Text shown.
September 5, 2007 4:21:13 AM

Here is the deal...

Knowing how to write code in C++ is only a small part of the battle.

Knowing what effects you make to the system with that code is another large part of the battle that is oft forgotten these days.

Get yourself a UNIX INTERNALS book and have a good read. From there install any distro of LINUX on your newly acquired Windows machine and go to town.

Why Linux? Because windows developers tend to make less money than those who work with/Know Unix variants.

Things you learn in the Linux dev world will directly apply to your Windows dev world (.net aside). Then learn a JAVA. YOu acn even use Eclipse as a Graphical Development Environment within Windows AND Linux.

Most Devs these days have little to NO understanding of what is happening under the covers. How to optimize code. What word alignment is and why it is important to certain machines and not so important to others.

Many devs probably do not know what an inode is anymore. They don't know why they should or should NOT inline something.

ANd many certainly do NOT know how to efficiently design code let alone a parallel application.
September 5, 2007 4:23:36 AM

Well, a lot of the responses in this thread were senseless Mac bashing. I've never owned a Mac myself, but buying a Macbook and running Windows as a virtualized OS, as the original poster mentioned, is a perfectly reasonable thing to do, if you have the money to do it. I know a lot of people who are software engineers, or computer science students, or physicists that do a lot of coding who own Mac laptops. Usually the reason is that they are used to using Linux, but some things in Linux like power management often doesn't work very well on laptop hardware. Since OSX is UNIX based it offers many of the tools they want.

What it essentially means is that you are paying money for software-- the OSX GUI and its core programs, the command prompt and UNIX functionality, etc. These are the things you will use most of the time, and if there is a Windows program you simply have to be able to run, then you can run it in a virtual OS. Perfectly valid thing to do if you are running native OSX apps more often than Windows apps. I don't see how people can be so opposed to paying more to be able to run OSX and Windows, and then suggest that this poster go spend at least $250 to buy Microsoft Visual Studio.
September 5, 2007 4:26:20 AM

Just say NO to MVS!!!
September 5, 2007 5:30:21 AM

ches111 said:
Here is the deal...

Knowing how to write code in C++ is only a small part of the battle.

Knowing what effects you make to the system with that code is another large part of the battle that is oft forgotten these days.

Get yourself a UNIX INTERNALS book and have a good read. From there install any distro of LINUX on your newly acquired Windows machine and go to town.

...


I would argue with you in that you need to crawl before you can fly. I agree with your larger point, but first it would be good to understand the language, and then go an understand Unix. Unix is not trivial.

Information given.

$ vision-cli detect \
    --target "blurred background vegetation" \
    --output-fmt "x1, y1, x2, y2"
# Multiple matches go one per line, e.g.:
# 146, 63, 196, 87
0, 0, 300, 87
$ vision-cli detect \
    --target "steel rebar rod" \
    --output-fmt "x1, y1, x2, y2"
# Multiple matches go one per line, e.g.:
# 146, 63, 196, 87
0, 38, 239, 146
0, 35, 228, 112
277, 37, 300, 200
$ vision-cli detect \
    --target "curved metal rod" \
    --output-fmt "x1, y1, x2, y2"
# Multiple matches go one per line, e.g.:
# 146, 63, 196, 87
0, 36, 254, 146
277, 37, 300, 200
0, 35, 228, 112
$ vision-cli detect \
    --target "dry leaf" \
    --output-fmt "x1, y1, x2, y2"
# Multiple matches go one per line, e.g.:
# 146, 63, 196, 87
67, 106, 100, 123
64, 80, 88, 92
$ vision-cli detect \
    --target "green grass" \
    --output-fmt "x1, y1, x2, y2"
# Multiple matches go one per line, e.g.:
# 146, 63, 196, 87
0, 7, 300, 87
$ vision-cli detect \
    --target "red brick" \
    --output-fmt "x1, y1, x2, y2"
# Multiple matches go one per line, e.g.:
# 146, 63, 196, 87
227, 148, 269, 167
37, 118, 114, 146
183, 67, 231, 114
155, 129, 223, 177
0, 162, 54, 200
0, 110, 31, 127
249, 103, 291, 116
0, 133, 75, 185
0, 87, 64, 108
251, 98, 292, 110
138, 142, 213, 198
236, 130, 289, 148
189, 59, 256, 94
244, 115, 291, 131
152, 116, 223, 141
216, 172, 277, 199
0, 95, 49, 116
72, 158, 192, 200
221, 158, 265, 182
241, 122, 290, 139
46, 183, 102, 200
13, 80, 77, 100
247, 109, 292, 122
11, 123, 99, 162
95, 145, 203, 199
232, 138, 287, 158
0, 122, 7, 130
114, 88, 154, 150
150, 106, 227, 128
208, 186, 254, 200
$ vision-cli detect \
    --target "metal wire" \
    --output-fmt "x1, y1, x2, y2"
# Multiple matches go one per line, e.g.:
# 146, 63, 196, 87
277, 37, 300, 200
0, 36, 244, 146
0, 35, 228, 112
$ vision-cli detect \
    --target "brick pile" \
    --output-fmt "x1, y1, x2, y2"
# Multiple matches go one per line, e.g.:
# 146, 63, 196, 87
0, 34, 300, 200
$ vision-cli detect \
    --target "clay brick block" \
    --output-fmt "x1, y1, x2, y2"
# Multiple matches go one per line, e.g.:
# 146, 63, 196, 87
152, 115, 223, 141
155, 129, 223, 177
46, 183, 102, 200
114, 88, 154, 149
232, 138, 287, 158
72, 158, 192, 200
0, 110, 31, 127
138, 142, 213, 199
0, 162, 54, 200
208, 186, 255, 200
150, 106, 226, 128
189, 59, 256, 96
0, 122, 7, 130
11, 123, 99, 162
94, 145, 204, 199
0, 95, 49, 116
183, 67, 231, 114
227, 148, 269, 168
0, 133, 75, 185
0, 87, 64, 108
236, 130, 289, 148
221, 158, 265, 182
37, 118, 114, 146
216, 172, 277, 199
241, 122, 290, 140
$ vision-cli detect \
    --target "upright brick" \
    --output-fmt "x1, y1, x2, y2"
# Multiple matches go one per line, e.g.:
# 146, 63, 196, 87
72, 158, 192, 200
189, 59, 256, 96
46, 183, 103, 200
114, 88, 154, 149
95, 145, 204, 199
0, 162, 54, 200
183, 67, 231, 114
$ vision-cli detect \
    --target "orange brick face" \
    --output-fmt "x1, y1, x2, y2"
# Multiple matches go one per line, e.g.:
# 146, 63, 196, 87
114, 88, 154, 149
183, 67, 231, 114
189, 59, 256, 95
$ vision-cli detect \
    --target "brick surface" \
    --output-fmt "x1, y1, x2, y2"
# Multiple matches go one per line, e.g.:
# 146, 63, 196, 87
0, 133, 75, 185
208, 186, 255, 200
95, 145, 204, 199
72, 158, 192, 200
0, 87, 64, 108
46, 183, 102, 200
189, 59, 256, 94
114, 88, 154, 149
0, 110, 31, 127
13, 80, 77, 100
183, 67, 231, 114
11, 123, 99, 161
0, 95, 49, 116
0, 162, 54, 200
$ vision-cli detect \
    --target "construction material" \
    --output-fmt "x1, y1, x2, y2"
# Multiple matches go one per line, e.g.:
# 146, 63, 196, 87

Brief. Please continue the forum discussion about learning C++, Unix, and Mac laptops from the point where it ends. The listing has no role in any of this.

Exercise result.
Ultimately, of course, you are right. In order to be an efficient programmer you really need to know the system you are programming for / on. That holds true regardless of the platform; knowing how Windows works is required to write effective Windows code. Yes, yes, C (and I believe originally it was C and not C++, but do correct me if I'm wrong) go hand in hand, but I would suggest that things need to be taken in order, and the language is probably step 1. You probably still go back to the language.

And another thought; knowing the system is one more advanced parts of programming and thus should be one of the latter considerations. If the program logic is poor, no matter how well you know the system, it will remain a poor program. So I would say a good program comes from an effective combination of logic, understanding of the platform, and good coding practices.
September 5, 2007 10:44:13 AM

ches111 said:
Just say NO to MVS!!!


So do you care to give some reasoning to your statment. You might not prefer MVS but it is kind of hard to deny just about one of the best IDE's out the market as an option all together.
September 5, 2007 10:49:10 AM

russki said:
I would argue with you in that you need to crawl before you can fly. I agree with your larger point, but first it would be good to understand the language, and then go an understand Unix. Unix is not trivial.

Ultimately, of course, you are right. In order to be an efficient programmer you really need to know the system you are programming for / on. That holds true regardless of the platform; knowing how Windows works is required to write effective Windows code. Yes, yes, C (and I believe originally it was C and not C++, but do correct me if I'm wrong) go hand in hand, but I would suggest that things need to be taken in order, and the language is probably step 1. You probably still go back to the language.

And another thought; knowing the system is one more advanced parts of programming and thus should be one of the latter considerations. If the program logic is poor, no matter how well you know the system, it will remain a poor program. So I would say a good program comes from an effective combination of logic, understanding of the platform, and good coding practices.



I would also suggest sticking with one language for a while instead of jumping around. A lot of colleges like to keep throwing new languages at you without ever letting you get your feet wet with just one. There is soooooooooooooooooooooooOOOOooooo much to be learned in regards to c++. Not saying you have to learn it all but it is of benefit to at least become well versed. Once you get you head around one language the majority of ideas will translate to most other languages. The reason why I recommend c++ over others is that it encompasses just about every idea there is out there.
September 5, 2007 10:57:56 AM

ches111 said:
Here is the deal...

Knowing how to write code in C++ is only a small part of the battle.

Knowing what effects you make to the system with that code is another large part of the battle that is oft forgotten these days.

Get yourself a UNIX INTERNALS book and have a good read. From there install any distro of LINUX on your newly acquired Windows machine and go to town.

Why Linux? Because windows developers tend to make less money than those who work with/Know Unix variants.

Things you learn in the Linux dev world will directly apply to your Windows dev world (.net aside). Then learn a JAVA. YOu acn even use Eclipse as a Graphical Development Environment within Windows AND Linux.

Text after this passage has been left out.